*** Begin section ***

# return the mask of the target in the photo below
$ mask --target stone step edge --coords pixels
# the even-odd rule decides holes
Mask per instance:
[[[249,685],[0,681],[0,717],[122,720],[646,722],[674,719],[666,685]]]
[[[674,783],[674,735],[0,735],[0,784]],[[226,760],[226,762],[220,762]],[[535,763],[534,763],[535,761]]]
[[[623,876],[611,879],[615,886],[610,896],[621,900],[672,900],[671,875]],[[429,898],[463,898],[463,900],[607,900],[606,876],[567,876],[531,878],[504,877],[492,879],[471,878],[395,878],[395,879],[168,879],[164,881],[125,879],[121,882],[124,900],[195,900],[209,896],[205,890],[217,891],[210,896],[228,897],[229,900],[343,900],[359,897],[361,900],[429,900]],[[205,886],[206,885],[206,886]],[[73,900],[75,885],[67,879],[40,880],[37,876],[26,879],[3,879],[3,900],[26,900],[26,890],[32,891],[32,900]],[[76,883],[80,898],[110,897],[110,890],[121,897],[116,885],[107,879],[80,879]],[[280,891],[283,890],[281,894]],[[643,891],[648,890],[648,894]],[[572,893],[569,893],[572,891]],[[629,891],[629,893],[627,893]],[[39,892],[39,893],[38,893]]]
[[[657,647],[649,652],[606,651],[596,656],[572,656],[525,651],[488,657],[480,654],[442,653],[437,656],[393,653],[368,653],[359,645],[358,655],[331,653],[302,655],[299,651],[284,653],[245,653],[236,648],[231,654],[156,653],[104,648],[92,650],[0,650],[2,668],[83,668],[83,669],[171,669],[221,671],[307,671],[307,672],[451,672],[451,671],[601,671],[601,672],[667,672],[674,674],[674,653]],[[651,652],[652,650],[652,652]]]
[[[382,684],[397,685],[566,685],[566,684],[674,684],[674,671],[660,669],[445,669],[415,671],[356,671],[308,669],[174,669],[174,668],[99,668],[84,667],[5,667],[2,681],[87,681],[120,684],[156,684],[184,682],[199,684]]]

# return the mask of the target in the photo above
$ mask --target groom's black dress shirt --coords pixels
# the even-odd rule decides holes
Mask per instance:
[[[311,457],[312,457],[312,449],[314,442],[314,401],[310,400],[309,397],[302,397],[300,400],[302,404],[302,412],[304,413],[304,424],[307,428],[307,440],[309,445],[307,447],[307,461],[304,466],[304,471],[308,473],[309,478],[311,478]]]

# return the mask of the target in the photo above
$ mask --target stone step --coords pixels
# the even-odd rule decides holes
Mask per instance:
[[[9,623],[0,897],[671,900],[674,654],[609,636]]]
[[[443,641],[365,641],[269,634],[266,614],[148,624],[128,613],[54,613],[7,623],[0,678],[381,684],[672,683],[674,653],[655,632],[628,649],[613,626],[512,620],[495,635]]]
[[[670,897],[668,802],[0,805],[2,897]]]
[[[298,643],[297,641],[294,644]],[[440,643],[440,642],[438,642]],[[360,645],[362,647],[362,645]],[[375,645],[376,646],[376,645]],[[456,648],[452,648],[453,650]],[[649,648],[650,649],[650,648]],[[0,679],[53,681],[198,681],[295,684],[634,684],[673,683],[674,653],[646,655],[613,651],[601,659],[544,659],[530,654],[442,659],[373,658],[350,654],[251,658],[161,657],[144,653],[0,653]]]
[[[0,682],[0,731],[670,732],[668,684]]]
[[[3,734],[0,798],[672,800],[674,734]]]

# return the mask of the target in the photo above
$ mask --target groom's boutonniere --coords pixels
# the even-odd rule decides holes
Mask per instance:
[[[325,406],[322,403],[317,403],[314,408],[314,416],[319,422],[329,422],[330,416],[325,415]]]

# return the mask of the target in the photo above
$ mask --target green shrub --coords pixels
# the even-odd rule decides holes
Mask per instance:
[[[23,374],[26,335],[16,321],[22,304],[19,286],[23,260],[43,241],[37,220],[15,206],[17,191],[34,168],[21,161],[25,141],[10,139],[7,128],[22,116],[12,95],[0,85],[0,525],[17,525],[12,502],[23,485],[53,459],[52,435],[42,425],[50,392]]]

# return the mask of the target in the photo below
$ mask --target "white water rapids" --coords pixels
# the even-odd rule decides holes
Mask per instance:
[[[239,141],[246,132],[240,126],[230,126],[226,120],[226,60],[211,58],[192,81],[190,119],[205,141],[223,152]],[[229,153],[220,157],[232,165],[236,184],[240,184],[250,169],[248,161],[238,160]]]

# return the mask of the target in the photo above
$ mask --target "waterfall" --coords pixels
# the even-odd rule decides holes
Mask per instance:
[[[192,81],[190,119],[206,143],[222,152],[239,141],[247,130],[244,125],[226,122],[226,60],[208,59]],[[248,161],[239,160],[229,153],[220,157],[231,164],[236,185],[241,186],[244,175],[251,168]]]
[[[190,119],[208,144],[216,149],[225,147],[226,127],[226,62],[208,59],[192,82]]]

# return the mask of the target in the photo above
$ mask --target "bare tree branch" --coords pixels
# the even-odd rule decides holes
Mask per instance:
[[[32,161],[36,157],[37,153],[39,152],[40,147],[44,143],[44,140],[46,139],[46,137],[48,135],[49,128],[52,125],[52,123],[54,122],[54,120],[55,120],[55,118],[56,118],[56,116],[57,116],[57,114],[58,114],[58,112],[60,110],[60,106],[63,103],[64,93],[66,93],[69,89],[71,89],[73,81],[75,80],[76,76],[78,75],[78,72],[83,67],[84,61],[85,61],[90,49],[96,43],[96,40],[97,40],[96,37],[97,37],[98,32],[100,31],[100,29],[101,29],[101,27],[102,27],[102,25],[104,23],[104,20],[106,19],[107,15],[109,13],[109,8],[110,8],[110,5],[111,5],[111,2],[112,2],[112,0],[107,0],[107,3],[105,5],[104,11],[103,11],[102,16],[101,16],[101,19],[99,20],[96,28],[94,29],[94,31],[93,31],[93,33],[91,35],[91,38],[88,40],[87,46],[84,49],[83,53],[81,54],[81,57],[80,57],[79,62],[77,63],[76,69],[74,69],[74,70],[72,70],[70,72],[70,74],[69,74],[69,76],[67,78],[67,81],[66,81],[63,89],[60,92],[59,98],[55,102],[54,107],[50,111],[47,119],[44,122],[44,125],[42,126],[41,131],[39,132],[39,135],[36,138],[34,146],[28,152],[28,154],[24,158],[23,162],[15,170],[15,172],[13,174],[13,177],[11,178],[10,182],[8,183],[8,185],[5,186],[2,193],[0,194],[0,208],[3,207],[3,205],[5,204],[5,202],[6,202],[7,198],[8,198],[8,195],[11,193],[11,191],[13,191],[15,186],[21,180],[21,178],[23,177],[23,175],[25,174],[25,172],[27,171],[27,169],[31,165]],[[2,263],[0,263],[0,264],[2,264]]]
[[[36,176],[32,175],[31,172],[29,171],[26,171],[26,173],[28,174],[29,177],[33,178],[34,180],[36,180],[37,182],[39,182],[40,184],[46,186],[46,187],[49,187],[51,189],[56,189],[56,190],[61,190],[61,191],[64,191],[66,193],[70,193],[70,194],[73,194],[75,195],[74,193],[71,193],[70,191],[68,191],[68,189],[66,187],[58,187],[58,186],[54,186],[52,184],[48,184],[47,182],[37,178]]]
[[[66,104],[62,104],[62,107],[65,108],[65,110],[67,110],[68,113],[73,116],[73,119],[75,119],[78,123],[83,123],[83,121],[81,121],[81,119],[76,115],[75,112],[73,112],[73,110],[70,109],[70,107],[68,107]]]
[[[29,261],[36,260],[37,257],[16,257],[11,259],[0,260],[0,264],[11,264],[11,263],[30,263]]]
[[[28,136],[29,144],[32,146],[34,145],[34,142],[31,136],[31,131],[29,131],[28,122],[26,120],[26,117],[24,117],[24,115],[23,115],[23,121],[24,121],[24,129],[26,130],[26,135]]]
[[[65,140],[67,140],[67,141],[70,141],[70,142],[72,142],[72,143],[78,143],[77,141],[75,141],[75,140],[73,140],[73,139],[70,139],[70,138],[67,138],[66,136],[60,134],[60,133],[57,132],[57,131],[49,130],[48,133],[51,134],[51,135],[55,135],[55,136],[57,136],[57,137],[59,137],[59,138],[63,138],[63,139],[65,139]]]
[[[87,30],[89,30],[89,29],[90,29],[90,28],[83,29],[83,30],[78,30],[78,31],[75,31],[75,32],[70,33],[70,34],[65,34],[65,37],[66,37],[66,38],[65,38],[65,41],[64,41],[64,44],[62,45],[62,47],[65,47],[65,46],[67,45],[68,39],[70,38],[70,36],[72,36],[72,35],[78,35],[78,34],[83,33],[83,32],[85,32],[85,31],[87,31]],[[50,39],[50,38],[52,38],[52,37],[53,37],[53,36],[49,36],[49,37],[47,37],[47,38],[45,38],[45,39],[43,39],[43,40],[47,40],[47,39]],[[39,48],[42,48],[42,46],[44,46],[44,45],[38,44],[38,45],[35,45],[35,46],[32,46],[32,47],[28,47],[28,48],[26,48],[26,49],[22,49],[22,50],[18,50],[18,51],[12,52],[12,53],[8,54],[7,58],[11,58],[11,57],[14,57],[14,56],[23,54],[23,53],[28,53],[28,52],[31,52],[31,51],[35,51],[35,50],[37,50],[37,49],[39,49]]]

*** End section ***

Problem
Copy every line from the records that holds the string "stone".

Worked solution
$ mask --target stone step edge --coords pixels
$ mask --target stone step --coords pixels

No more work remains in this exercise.